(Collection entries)

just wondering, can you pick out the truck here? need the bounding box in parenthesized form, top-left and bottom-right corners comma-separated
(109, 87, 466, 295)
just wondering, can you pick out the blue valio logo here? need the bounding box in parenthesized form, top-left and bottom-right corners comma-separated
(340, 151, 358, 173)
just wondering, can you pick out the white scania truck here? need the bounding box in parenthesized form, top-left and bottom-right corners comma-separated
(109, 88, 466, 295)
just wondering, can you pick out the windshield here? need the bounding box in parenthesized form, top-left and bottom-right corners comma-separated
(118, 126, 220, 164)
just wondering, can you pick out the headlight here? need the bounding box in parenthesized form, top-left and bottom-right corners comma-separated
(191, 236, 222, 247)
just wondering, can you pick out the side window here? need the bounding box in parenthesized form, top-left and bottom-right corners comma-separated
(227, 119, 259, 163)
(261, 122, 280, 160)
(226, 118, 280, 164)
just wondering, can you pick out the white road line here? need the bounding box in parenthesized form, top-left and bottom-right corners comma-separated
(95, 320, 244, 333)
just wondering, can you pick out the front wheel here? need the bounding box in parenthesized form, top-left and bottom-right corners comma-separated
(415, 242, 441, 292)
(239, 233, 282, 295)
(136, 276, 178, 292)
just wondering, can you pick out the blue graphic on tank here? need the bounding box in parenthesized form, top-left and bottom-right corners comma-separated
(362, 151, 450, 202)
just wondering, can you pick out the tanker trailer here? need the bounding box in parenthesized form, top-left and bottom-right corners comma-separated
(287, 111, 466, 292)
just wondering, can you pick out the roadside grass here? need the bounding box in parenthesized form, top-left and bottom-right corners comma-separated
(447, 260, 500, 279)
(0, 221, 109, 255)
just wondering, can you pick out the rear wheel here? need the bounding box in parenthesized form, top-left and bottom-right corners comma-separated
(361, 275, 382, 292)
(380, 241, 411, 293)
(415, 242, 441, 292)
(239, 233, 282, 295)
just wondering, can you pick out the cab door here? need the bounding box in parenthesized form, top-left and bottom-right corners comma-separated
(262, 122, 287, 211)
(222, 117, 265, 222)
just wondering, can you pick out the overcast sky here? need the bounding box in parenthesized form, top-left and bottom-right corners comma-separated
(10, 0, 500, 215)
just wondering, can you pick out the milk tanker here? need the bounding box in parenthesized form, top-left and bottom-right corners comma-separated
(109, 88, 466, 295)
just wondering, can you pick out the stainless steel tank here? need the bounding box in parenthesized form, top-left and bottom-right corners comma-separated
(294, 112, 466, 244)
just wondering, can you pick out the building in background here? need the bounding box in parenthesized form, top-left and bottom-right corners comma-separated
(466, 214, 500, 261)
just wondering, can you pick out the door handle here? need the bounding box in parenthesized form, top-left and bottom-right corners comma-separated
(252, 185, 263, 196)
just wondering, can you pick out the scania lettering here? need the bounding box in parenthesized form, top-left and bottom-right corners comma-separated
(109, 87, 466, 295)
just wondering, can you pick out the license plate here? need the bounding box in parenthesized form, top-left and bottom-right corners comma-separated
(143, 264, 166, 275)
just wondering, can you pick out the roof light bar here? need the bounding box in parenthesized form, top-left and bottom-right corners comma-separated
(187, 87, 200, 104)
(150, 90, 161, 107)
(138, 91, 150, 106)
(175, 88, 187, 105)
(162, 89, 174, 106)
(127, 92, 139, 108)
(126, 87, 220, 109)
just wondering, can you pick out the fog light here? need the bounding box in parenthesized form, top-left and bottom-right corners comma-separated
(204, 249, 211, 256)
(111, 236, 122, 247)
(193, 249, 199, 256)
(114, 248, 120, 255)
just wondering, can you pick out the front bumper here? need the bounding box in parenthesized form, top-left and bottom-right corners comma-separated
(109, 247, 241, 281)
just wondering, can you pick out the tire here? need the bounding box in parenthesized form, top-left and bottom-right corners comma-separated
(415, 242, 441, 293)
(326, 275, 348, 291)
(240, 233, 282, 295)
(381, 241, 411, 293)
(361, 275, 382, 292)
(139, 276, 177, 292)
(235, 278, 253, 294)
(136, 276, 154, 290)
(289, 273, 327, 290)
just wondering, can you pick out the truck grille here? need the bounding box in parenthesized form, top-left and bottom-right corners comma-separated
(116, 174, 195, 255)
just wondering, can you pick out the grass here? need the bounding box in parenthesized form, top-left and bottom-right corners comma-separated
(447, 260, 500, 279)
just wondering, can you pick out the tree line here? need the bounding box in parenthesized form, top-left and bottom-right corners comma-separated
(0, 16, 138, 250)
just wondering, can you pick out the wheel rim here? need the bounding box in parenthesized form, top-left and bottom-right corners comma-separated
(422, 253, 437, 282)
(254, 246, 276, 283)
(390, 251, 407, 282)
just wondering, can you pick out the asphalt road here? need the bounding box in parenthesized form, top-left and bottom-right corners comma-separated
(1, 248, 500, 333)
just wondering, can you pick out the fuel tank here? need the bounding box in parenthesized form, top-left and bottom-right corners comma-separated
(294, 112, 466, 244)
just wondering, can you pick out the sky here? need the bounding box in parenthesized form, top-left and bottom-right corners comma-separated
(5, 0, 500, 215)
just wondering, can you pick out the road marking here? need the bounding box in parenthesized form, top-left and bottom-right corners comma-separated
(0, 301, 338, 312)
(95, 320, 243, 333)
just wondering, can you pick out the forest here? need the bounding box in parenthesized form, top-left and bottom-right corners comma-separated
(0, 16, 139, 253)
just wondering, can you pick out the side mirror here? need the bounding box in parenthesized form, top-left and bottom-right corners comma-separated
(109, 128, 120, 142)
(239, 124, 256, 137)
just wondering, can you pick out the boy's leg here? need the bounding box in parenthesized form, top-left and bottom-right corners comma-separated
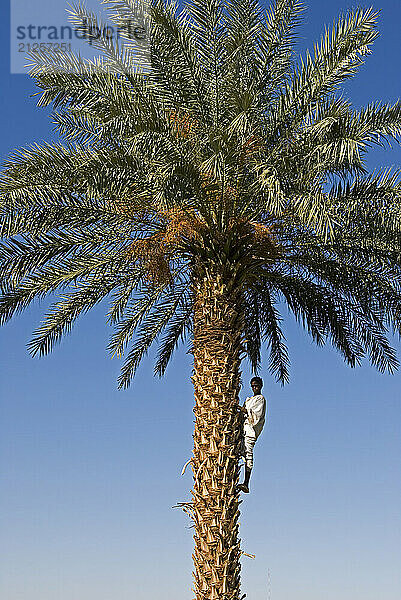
(238, 435, 256, 493)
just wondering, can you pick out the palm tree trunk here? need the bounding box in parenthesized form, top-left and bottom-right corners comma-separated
(190, 273, 244, 600)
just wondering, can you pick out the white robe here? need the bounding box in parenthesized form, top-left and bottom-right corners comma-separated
(243, 394, 266, 439)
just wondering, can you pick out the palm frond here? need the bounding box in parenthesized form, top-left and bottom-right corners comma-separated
(1, 0, 400, 385)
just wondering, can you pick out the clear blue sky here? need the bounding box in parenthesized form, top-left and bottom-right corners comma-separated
(1, 1, 400, 599)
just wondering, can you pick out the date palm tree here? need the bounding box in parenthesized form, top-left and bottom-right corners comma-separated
(1, 1, 401, 598)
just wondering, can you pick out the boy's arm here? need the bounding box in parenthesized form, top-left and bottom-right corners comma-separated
(238, 400, 249, 415)
(248, 396, 265, 426)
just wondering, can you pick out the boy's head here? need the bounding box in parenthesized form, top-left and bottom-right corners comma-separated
(250, 376, 263, 395)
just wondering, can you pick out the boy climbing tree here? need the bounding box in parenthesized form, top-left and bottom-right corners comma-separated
(237, 377, 267, 493)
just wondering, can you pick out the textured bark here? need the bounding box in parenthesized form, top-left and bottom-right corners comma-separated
(190, 273, 244, 600)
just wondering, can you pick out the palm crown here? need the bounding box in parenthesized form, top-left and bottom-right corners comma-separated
(1, 0, 401, 390)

What the task asks — What is needed is a verbatim copy of the entries, leaving out any pictures.

Task output —
just wondering, can you pick out the truck here? need the bounding box in parenthesized form, top-left and bottom-right corners comma-separated
(109, 87, 466, 295)
just wondering, can you pick out the blue valio logo here? need the bounding box in parenthesized form, top-left and bottom-right corners comma-separated
(340, 151, 358, 173)
just wondering, can you pick out the white scania truck here? need the bounding box in parenthesized form, top-left and bottom-right corners comma-separated
(109, 88, 466, 295)
just wondering, can you pick out the windshield here? need the bounding box in parenthesized form, top-left and bottom-right corners comma-separated
(118, 126, 220, 164)
just wondering, can you pick out the headlight here? need the bounding box in parenthesized form, top-left and bottom-right corners comma-separated
(191, 236, 222, 247)
just wondering, can you pick out the side window here? need the bounding box in parenthesized form, top-left and bottom-right corners comma-separated
(227, 119, 259, 163)
(261, 122, 280, 160)
(226, 118, 280, 164)
just wondering, can you pick out the white road line here? need the bounding box in parenthesized form, top-left and bottom-right corners comma-separated
(95, 320, 244, 333)
just wondering, can you pick out the front wheel here? need the bounding box in parenthesized form, top-left and bottom-right corners comma-separated
(415, 242, 441, 292)
(239, 233, 282, 295)
(136, 276, 178, 292)
just wondering, can you pick out the blue graphic on tank here? need the bounding box in parenthesized form, top-left and bottom-right corners comma-separated
(362, 151, 450, 202)
just wondering, can you pick out the tanker trailer here? need the bounding box in parenthesized form, top-left and bottom-right corners comma-separated
(287, 111, 466, 292)
just wondering, can you pick out the roadside grass here? need the bounding box in parenthesized form, top-left and bottom-right corners comma-separated
(447, 260, 500, 279)
(0, 221, 109, 255)
just wondering, can you pick out the rear wheel here? need the bounding box in parenthesized form, top-left and bottom-right corners comma-separated
(361, 275, 382, 292)
(380, 241, 411, 293)
(415, 242, 441, 292)
(239, 233, 282, 295)
just wondering, can you pick out the cab door here? need the bounding box in parenthesized form, top-left and bottom-right corners comma-separated
(262, 122, 287, 211)
(222, 117, 265, 222)
just wondering, can you pick out the overcast sky here? need the bounding box in parenthesized form, top-left and bottom-right corners comma-separated
(10, 0, 500, 215)
just wondering, can you pick out the milk tanker here? need the bounding box in parenthesized form, top-left and bottom-right corners comma-separated
(109, 88, 466, 295)
just wondering, can you pick out the stainless steel tank here? need the bounding box in parenthesized form, top-left and bottom-right corners comma-separated
(294, 112, 466, 244)
just wondering, can you pick out the building in background here? need the bounding box in parenthesized form, top-left and bottom-right corners comma-separated
(466, 214, 500, 261)
just wondering, can you pick out the door handle here? need the bounding box in parenthesized form, top-left and bottom-right corners comma-separated
(252, 185, 263, 196)
just wondering, can you pick out the scania lettering here? need the bounding box in parenthesized form, top-left and bottom-right corners comma-separated
(109, 87, 466, 295)
just wondering, can you pick out the license plate here? need the bounding box in parenthesized form, top-left and bottom-right corners comma-separated
(143, 264, 166, 275)
just wondering, can you pick out the roof light bar here? need the bounding box in parenthesized form, top-left and bottom-right corners comma-separated
(187, 87, 200, 104)
(150, 90, 161, 107)
(138, 91, 150, 106)
(175, 88, 187, 105)
(162, 89, 174, 106)
(127, 92, 139, 108)
(126, 87, 220, 109)
just wondering, can you pick out the fog light here? need the bounding box in parenthesized form, top-left and bottom-right corners comma-separated
(204, 249, 211, 256)
(111, 236, 122, 247)
(193, 249, 199, 256)
(114, 248, 120, 255)
just wondering, can you pick out the front bumper here? need the bounding box in parenthesized form, top-left and bottom-right corners comma-separated
(109, 247, 241, 281)
just wondering, can you pick out the tire here? need the bounding box in parenthesized form, top-left and bottom-right corners comma-separated
(415, 242, 441, 293)
(326, 275, 348, 291)
(240, 233, 282, 295)
(381, 241, 411, 293)
(361, 275, 382, 292)
(139, 276, 177, 292)
(235, 278, 253, 294)
(136, 276, 154, 290)
(289, 273, 327, 290)
just wondering, can you pick out the truck grille here? need the bounding box in parenthesized form, top-left and bottom-right corners comma-separated
(116, 174, 195, 255)
just wondering, can you pick out the grass here? need the bounding box in parenthesized form, top-left and bottom-right corners comma-separated
(447, 260, 500, 279)
just wondering, can you pick out the tree line here? need the bounding box in parenthesized form, top-left and bottom-right corners comma-separated
(0, 16, 138, 250)
just wondering, can you pick out the wheel rim here? need the bounding box in parenthesized form, top-left and bottom-right corners comma-separated
(422, 253, 437, 282)
(254, 246, 276, 283)
(390, 251, 407, 282)
just wondering, can you pick out the asphalt road here? need the bounding box in parenthesized form, top-left and bottom-right corners comma-separated
(1, 248, 500, 333)
just wondering, can you pick out the fuel tank here? need the bounding box in parenthesized form, top-left and bottom-right corners comma-separated
(294, 112, 466, 244)
just wondering, can you pick out the sky here? need the bounding box in parenthesized form, top-left and bottom-right corners comma-separated
(5, 0, 500, 215)
just wondering, can you pick out the road marking here? need the bounding box in parenthesized form, top-left and bottom-right corners comma-separated
(0, 301, 338, 312)
(95, 320, 243, 333)
just wondering, can you pick out the forest here? need the bounding box in parenthesized form, top-left and bottom-right corners comma-separated
(0, 16, 139, 253)
just wondering, can you pick out the side mirror here? need the bounding box in parenthesized form, top-left and bottom-right corners comma-separated
(109, 128, 120, 142)
(239, 124, 256, 137)
just wondering, can you pick out the boy's leg here? need the bounding box in parenthesized form, top-left and bottom-right corners comma-separated
(238, 435, 256, 493)
just wondering, can you pick out the palm tree trunk here? need the bounding box in parenthesized form, top-left and bottom-right corners comma-separated
(190, 273, 244, 600)
just wondering, can you pick out the white robe here? need the bounding box in parenthesized form, top-left and bottom-right corners comma-separated
(243, 394, 266, 439)
just wondering, can you pick out the palm frond here? need the bounding box in parenthesized form, top-left and bottom-right corners comma-separated
(1, 0, 400, 385)
just wondering, can you pick out the clear blue sky here? need the bounding box in parenthesized form, top-left and bottom-right corners comma-separated
(1, 1, 400, 599)
just wondering, can you pick out the date palm tree here? need the bounding box in parenthesized form, top-left and bottom-right corners comma-separated
(1, 1, 401, 598)
just wondering, can you pick out the boy's arm here? need the bounding box in parenthesized form, top-left and bottom-right corners comma-separated
(238, 400, 249, 415)
(248, 396, 265, 426)
just wondering, can you pick out the boy's head here? need the bounding box in parenthesized form, top-left and bottom-right corners comma-separated
(250, 376, 263, 395)
just wondering, can you pick out the boy climbing tree here? need the bounding box in parenthesized form, top-left and bottom-right corners comma-separated
(237, 377, 267, 493)
just wondering, can you pick out the textured bark here? need the bounding box in parenthesized form, top-left and bottom-right corners comma-separated
(190, 273, 244, 600)
just wondering, can you pick out the palm crown here? need the bounding box in parenthesized form, top-left and bottom-right corners comma-separated
(1, 0, 401, 390)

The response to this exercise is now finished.